begin Source records

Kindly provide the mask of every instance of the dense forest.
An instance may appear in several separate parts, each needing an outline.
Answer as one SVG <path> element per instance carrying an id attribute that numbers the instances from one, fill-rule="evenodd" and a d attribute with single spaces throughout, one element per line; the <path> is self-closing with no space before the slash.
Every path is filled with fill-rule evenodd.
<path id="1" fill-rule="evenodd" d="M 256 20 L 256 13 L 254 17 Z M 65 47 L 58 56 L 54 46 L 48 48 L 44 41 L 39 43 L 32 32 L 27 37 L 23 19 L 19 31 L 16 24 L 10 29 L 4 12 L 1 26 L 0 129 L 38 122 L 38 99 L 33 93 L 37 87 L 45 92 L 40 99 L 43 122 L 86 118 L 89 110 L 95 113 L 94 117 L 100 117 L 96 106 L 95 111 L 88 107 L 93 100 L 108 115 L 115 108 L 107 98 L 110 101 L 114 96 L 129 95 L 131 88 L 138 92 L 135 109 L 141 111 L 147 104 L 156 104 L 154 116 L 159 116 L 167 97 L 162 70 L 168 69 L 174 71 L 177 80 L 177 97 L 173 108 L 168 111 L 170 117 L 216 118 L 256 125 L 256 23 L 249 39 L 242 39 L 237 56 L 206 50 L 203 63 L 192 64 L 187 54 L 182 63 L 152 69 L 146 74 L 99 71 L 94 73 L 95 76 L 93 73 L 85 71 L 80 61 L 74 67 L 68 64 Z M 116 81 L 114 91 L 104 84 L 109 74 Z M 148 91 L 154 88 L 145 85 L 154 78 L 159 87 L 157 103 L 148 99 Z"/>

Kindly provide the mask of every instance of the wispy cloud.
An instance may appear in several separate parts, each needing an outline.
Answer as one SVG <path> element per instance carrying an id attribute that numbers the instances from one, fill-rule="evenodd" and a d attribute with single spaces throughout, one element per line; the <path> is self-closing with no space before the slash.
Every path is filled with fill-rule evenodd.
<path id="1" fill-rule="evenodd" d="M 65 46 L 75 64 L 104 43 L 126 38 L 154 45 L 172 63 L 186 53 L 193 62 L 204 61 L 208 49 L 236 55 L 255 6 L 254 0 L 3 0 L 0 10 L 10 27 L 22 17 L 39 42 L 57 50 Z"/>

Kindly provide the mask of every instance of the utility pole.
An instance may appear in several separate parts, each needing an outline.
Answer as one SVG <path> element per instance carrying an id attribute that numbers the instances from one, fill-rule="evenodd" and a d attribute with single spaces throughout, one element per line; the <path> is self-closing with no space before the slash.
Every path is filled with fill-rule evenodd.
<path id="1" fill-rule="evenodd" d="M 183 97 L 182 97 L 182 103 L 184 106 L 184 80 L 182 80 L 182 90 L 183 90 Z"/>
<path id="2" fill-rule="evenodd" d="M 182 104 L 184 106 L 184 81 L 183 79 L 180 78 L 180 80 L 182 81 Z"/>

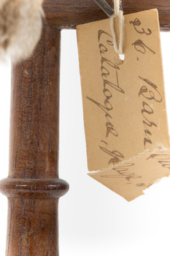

end Source records

__Exercise aim__: Rewrite the listing above as a JSON array of strings, one string per line. Omit blank lines and leave out the picture.

__Solution__:
[
  "Kindly provide the mask of every instance of the dense forest.",
  "An instance may appear in several separate parts, each needing an outline.",
  "Answer as one SVG <path> element per instance carrying an id attribute that numbers the instances from one, fill-rule=\"evenodd\" and a d attribute with single spaces throughout, one element per line; the <path> is self-closing with no space before the slash.",
  "Every path is filled with fill-rule evenodd.",
  "<path id=\"1\" fill-rule=\"evenodd\" d=\"M 256 20 L 256 13 L 254 17 Z M 65 47 L 58 56 L 54 46 L 48 48 L 44 41 L 39 43 L 32 32 L 27 37 L 23 19 L 19 31 L 16 24 L 10 29 L 4 12 L 1 26 L 0 129 L 38 122 L 38 99 L 33 93 L 37 87 L 45 92 L 40 99 L 43 122 L 86 118 L 89 110 L 95 113 L 94 117 L 100 117 L 96 106 L 95 111 L 88 107 L 93 100 L 108 115 L 115 108 L 107 98 L 110 101 L 114 96 L 129 95 L 131 88 L 138 92 L 135 109 L 141 111 L 147 104 L 156 104 L 154 116 L 159 116 L 167 97 L 162 70 L 168 69 L 174 71 L 177 80 L 177 97 L 173 108 L 168 111 L 170 117 L 216 118 L 256 125 L 256 23 L 249 39 L 242 39 L 237 56 L 206 50 L 203 63 L 192 64 L 187 54 L 182 63 L 152 69 L 146 74 L 99 71 L 94 73 L 95 76 L 93 73 L 85 71 L 80 61 L 74 67 L 68 64 Z M 116 81 L 114 91 L 104 84 L 109 74 Z M 148 91 L 154 88 L 145 85 L 154 78 L 159 87 L 157 103 L 148 99 Z\"/>",
  "Kindly provide the mask of every instance of the wispy cloud.",
  "An instance may appear in several separate parts, each needing an outline.",
  "Answer as one SVG <path> element per instance carrying an id attribute that numbers the instances from one, fill-rule=\"evenodd\" and a d attribute with single spaces throughout, one element per line; the <path> is self-closing with no space before the slash.",
  "Every path is filled with fill-rule evenodd.",
  "<path id=\"1\" fill-rule=\"evenodd\" d=\"M 65 46 L 75 64 L 104 43 L 126 38 L 154 45 L 172 63 L 186 53 L 193 62 L 204 61 L 208 49 L 236 55 L 255 6 L 254 0 L 3 0 L 0 10 L 10 27 L 22 17 L 39 42 L 57 50 Z\"/>",
  "Kindly provide the mask of every instance of the utility pole.",
  "An instance may appear in several separate parts, each needing an outline.",
  "Answer as one SVG <path> element per instance carrying an id attribute that numbers the instances from one, fill-rule=\"evenodd\" and a d attribute with single spaces throughout, one element per line; the <path> is self-closing with no space before the slash.",
  "Every path is filled with fill-rule evenodd.",
  "<path id=\"1\" fill-rule=\"evenodd\" d=\"M 183 97 L 182 97 L 182 103 L 184 106 L 184 80 L 182 80 L 182 90 L 183 90 Z\"/>",
  "<path id=\"2\" fill-rule=\"evenodd\" d=\"M 182 104 L 184 106 L 184 81 L 183 79 L 180 78 L 180 80 L 182 81 Z\"/>"
]